:: PROVIDED PASSAGE ::
————
And as the Geeklawyer episode recently demonstrated it is possible for tweets to bring the profession into disrepute (although the Geeklawyer case was about more than just conduct by tweeting). Whilst most people with a pinch of common sense don’t get too twisty or hysterical about a poorly judged tweet, twitter is full of people without such common sense who thrive on frenzied and immediate overreaction. So it pays to be careful. It is possible to libel, offend, harass or commit a criminal offence all in 140 characters or less.

But actually what prompted this post was an impromptu discussion about connections on Linkedin, arising from a chat over a work-avoidance cuppa char and a mutual exchange of the more bonkers requests we had recently received. Twitter and Linkedin have both been really useful ways of making connections with people I would never have otherwise known, and of sharing ideas and conversations with a broader range of people. I have connected with lots of really interesting and likeminded people through social media, and generally this outweighs the number of tiresome idiots. Some are colleagues at the bar, some are solicitors in firms who have instructed me, some in firms who have never instructed me (and who never will for reasons of geography), some are clerks at other chambers. Some are litigants or campaigners or employees of organisations. The great thing about twitter is that it is a space for conversation between people who might in other circumstances see themselves as competitors. If you use twitter well you can filter out the dross, the obvious marketing drivel, and find the stuff that is mutually interesting. There is a sharing of information, expertise and resources that I don’t see elsewhere. And the blogging community is extraordinarily supportive in a collegiate sort of way. I often receive emails from newbie bloggers asking for help or guidance and I readily give it; I myself have received unasked for support from other bloggers when I have faced controversy or difficulty.
————
:: WHAT YOU NEED TO DO ::
1: In the post on lawyers and social media, swap "common sense" for "good judgment" and write out the part from "And as the Geeklawyer" up to and including "characters or less.".
2: Answer these from the post on lawyers and social media:
(a) How many characters does the post say are enough to libel, offend, harass or commit a criminal offense?
(b) What does the writer say actually prompted the post?
(c) How does the writer respond when newbie bloggers email asking for help or guidance?
3: Continue the post on lawyers and social media from where it stops.

:: DATASET SECTION ::
————
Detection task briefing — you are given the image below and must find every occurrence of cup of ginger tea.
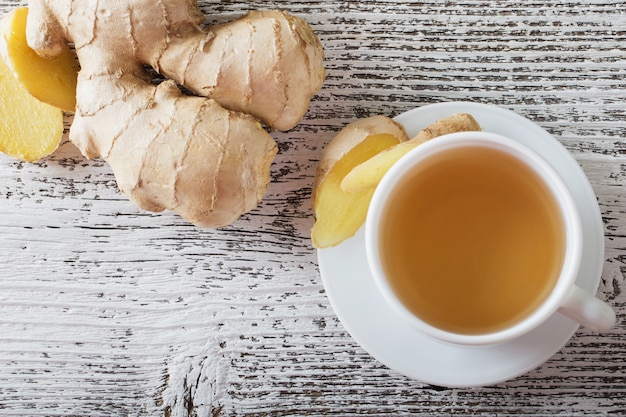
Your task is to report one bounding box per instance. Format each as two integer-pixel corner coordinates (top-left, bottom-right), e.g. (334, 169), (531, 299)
————
:: THE RESPONSES ::
1:
And as the Geeklawyer episode recently demonstrated it is possible for tweets to bring the profession into disrepute (although the Geeklawyer case was about more than just conduct by tweeting). Whilst most people with a pinch of good judgment don’t get too twisty or hysterical about a poorly judged tweet, twitter is full of people without such good judgment who thrive on frenzied and immediate overreaction. So it pays to be careful. It is possible to libel, offend, harass or commit a criminal offence all in 140 characters or less.

2:
(a) 140 characters or less.
(b) An impromptu discussion about connections on Linkedin.
(c) The writer readily gives it.

3:
So social media is an environment where normal barriers are broken down. But in our everyday job as lawyers these barriers and boundaries on conduct and on relationships still exist. So what about independent experts? A colleague recently said to me that she accepts any connection request that comes her way. A discussion then ensued: If an independent expert were to follow you on twitter should you follow back? If an independent expert on Linkedin sought to connect should you accept? Her view was, “Why on earth not?”. Mine was, “Definitely not!”. The third colleague’s reaction was “I’ve never really thought about it”.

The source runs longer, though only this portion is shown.